Please reproduce the entries that follow, keeping each word intact.

Start of Source data

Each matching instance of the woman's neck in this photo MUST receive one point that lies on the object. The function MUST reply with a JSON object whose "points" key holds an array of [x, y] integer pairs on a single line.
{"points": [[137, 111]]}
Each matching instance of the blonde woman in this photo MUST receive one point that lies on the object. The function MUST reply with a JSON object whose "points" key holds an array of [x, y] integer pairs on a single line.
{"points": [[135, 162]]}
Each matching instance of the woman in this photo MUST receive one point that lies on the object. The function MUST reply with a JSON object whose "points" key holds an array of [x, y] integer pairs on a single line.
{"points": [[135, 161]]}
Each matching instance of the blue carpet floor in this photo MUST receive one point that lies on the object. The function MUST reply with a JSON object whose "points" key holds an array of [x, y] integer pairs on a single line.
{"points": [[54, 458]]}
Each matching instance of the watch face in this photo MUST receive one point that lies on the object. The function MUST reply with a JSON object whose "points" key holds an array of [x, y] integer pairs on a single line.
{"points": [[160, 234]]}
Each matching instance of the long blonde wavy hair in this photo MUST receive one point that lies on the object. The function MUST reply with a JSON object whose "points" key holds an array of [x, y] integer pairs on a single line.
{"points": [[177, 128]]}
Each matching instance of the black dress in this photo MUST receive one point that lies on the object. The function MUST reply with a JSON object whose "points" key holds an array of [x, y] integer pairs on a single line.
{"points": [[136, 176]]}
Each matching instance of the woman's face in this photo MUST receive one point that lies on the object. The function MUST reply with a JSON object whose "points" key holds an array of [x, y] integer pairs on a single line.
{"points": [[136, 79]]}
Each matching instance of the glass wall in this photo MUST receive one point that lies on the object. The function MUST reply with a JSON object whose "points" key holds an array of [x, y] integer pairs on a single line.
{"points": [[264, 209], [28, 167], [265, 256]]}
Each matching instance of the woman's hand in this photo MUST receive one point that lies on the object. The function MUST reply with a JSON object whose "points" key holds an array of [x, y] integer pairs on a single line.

End of Source data

*Task solution*
Each matching instance of the woman's neck in this photo MUST receive one point that lies on the object. The function MUST reply with a JSON object whose "points" key holds an array of [x, y] integer pairs on a single line.
{"points": [[137, 111]]}
Each matching instance of the blonde woman in this photo MUST receive one point that lies on the object. The function MUST reply with a JSON object whose "points" key holds an array of [x, y] integer pairs on a single line.
{"points": [[135, 162]]}
Each matching instance of the woman in this photo MUST receive one point that lies on the object. The function MUST reply with a JSON object whose "points" key holds an array of [x, y] integer pairs on a single line.
{"points": [[135, 161]]}
Each matching instance of the blue carpet floor in this photo MUST receive one point that lies on the object. The function MUST reply with a JSON object whose "points" key holds an array of [x, y] integer pairs on a single line.
{"points": [[54, 458]]}
Each matching instance of the watch face in this photo MUST receive one point that lies on the object. The function MUST reply with a JSON object whose "points" key holds an array of [x, y] integer pairs on a single line.
{"points": [[160, 234]]}
Each matching instance of the long blonde wavy hair in this photo MUST receive one point that lies on the object. The function MUST reply with a JSON object whose "points" key holds an array of [x, y] integer pairs on a single line.
{"points": [[177, 128]]}
Each matching instance of the black dress in this photo MUST receive one point that lies on the object. The function MUST reply with a JSON object whose "points" key holds an array of [x, y] integer pairs on a single line.
{"points": [[136, 176]]}
Each matching instance of the woman's face in this photo MUST receive one point that lies on the object. The function MUST reply with a JSON object whose "points" key holds an array of [x, y] integer pairs on a single line.
{"points": [[136, 79]]}
Each matching instance of the glass wall in this photo MUST receive one point that lies on the object. The function MUST reply with a JSON object whose "points" key holds an array of [x, y] integer pairs on a single line.
{"points": [[264, 209], [28, 167], [265, 256]]}
Each matching instance of the woman's hand in this photo MUST receive one point that lies on the object. The function MUST reply with a JSON object whose "points" key holds an array of [x, y] integer pairs on a single line.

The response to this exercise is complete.